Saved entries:
________________

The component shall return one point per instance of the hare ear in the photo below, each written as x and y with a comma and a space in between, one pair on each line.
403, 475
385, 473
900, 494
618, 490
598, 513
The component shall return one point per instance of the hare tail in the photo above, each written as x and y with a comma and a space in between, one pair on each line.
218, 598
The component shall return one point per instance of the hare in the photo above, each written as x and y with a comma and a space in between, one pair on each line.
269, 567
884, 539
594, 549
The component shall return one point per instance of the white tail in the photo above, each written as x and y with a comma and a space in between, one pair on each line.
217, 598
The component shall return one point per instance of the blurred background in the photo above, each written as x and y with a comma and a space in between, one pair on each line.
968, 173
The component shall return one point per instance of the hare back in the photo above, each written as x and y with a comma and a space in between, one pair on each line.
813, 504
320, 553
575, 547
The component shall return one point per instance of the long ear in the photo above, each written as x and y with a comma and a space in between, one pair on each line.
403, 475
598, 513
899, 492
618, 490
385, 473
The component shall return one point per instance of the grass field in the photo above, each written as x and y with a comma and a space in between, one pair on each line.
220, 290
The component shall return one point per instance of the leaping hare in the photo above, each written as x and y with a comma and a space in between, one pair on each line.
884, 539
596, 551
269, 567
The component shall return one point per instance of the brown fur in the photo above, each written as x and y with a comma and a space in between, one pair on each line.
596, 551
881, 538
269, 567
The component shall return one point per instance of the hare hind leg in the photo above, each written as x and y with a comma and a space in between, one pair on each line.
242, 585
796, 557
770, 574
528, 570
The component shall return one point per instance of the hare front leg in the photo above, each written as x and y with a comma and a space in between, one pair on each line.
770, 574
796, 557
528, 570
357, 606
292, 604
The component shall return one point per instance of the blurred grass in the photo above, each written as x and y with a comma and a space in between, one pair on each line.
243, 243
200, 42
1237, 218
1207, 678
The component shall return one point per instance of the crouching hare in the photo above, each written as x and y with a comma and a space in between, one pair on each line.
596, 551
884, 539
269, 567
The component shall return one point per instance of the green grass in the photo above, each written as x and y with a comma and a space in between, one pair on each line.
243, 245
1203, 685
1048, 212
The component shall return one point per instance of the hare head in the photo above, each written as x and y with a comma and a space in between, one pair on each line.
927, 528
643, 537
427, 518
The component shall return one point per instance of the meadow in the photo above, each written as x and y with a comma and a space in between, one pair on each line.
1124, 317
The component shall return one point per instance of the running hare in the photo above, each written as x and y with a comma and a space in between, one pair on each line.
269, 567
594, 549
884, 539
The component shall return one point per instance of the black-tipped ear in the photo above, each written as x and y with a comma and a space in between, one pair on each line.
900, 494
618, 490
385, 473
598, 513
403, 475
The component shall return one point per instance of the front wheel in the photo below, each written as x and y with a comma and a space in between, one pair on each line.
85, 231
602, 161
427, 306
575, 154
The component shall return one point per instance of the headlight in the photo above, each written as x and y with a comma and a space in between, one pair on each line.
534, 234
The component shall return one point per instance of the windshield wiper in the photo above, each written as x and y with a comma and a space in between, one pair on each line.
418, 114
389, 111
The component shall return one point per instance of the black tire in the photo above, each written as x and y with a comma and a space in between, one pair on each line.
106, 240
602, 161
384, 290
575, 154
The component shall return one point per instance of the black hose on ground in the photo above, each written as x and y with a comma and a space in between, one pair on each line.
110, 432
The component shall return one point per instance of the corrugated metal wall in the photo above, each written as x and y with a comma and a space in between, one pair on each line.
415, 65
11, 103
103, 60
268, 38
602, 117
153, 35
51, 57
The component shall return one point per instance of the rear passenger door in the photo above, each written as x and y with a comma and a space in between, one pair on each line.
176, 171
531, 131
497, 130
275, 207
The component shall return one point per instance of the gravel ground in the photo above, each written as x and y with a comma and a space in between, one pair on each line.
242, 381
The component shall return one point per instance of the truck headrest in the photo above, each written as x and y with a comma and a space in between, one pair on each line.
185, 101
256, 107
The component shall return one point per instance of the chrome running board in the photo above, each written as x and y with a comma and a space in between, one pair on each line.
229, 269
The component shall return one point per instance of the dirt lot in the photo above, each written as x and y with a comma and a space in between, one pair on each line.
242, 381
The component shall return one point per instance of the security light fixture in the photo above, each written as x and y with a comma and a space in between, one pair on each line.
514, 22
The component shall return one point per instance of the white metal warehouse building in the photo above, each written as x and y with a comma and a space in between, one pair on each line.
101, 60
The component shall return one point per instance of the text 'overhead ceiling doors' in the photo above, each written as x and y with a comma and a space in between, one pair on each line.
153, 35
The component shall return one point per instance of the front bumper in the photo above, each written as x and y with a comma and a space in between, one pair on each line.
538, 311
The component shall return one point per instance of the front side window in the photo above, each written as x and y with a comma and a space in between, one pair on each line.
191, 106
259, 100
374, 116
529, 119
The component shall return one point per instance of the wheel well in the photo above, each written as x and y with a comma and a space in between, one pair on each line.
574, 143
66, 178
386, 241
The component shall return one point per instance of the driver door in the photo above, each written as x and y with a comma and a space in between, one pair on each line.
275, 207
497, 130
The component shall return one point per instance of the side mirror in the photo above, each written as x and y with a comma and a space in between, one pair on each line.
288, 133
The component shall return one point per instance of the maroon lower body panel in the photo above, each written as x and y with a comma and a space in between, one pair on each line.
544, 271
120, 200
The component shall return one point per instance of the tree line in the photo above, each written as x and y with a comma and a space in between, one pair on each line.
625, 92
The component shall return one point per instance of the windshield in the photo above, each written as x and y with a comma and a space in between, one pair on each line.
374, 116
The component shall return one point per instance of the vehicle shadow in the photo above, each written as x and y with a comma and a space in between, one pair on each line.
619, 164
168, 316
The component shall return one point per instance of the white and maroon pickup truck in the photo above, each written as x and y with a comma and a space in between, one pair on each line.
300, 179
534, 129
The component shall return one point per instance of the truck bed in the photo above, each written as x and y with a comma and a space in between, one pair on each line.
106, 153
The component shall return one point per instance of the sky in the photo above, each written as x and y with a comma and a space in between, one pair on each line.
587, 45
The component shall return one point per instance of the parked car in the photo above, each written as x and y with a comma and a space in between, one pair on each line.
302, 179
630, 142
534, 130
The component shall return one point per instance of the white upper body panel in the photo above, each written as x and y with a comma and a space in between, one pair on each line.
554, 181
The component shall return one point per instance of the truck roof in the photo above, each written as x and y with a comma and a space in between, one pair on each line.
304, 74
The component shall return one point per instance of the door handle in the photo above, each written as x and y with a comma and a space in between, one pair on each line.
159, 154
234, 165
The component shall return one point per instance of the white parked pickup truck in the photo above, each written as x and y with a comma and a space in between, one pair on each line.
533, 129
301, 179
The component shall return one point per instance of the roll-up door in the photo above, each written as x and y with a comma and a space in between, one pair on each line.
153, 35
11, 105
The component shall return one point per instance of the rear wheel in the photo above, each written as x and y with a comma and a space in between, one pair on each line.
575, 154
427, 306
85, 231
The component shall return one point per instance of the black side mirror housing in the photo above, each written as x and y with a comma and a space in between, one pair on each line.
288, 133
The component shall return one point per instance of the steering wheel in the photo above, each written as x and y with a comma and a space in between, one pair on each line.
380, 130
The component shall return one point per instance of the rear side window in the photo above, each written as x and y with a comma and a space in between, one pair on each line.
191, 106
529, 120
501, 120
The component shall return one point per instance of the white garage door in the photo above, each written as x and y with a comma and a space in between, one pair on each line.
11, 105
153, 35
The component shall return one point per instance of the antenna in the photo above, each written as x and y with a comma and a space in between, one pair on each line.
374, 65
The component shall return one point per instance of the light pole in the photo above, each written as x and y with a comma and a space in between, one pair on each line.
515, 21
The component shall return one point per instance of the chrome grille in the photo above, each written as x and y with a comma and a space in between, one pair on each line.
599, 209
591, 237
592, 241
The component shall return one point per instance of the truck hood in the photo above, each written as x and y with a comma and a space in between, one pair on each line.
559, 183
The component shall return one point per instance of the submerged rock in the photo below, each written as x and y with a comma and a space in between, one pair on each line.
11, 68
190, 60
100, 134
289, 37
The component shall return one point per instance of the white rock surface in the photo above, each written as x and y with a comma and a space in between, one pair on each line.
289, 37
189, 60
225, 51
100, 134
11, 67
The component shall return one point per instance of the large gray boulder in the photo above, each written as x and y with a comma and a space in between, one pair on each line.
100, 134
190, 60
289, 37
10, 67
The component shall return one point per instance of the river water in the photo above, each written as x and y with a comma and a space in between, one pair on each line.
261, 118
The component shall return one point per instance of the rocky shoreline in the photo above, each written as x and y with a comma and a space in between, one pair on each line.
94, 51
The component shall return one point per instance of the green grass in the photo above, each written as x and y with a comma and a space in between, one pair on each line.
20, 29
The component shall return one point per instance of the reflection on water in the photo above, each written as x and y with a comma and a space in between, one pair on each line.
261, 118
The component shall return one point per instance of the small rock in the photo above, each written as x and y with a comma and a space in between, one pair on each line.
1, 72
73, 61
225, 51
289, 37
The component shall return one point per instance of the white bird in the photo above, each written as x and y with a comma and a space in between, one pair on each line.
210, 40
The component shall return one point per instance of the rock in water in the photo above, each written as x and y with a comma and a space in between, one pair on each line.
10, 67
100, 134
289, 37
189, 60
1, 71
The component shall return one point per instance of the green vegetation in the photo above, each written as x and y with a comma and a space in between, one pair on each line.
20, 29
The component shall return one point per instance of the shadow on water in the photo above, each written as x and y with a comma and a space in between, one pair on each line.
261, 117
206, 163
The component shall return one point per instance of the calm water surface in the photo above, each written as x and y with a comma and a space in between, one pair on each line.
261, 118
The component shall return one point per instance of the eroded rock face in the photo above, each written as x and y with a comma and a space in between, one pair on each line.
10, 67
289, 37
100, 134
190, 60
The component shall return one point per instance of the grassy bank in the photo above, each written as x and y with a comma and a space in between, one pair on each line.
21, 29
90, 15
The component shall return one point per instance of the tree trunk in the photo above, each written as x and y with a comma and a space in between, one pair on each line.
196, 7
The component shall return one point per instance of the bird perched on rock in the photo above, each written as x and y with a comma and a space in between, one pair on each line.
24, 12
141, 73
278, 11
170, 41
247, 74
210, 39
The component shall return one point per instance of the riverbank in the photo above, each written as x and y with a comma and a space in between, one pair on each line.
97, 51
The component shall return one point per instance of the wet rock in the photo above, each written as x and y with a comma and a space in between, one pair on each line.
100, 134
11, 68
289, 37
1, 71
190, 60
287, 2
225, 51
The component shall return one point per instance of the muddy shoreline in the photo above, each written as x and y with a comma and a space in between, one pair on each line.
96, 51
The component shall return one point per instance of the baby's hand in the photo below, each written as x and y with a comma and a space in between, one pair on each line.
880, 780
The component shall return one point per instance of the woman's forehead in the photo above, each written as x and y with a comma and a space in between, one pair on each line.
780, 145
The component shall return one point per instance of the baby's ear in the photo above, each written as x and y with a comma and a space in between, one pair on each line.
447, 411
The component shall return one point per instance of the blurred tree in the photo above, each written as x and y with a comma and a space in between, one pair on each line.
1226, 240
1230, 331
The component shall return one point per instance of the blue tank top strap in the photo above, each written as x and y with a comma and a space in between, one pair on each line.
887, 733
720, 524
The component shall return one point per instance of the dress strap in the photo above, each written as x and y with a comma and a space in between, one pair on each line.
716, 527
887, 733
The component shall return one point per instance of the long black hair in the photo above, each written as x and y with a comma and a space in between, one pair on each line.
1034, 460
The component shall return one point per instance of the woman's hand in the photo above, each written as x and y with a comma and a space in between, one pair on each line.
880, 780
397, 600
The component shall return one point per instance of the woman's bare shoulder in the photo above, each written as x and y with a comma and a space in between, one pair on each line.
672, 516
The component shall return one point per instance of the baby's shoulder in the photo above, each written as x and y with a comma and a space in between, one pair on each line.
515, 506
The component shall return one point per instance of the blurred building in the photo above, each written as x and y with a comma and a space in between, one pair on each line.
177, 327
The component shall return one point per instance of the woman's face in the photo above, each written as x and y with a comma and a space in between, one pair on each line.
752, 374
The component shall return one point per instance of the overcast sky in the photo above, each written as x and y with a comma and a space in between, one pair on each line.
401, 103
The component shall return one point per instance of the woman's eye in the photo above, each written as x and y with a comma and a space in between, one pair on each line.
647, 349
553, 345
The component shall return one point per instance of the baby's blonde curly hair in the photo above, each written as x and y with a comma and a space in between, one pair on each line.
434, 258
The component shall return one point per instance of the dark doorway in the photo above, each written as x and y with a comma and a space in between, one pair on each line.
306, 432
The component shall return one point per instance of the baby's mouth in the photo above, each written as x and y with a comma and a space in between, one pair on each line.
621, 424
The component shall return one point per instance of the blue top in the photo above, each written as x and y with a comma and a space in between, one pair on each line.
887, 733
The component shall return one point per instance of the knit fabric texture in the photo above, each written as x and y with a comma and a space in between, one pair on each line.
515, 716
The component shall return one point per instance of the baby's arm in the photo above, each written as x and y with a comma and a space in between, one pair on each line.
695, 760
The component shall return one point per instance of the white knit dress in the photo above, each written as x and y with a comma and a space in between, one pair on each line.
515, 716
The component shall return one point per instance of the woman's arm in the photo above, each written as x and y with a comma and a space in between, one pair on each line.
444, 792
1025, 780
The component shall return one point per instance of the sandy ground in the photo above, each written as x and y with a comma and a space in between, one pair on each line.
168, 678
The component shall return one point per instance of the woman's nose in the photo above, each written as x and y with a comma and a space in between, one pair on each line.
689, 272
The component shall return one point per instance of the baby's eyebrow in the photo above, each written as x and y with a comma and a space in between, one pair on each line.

________________

Exercise requirements –
With the line containing "the woman's nose" as the first and the last line of the data as the final one, copy every line between them exactly, those two included.

Exercise answer –
The component shall return one point per instance of the woman's nose in the photo above, each written as x and y with a comma and a space in between, one pair on each line.
689, 272
The component shall return one point per instance of the baby's eyebrow in the photo above, each written as x and y with a comma and a space in between, one pair on each line.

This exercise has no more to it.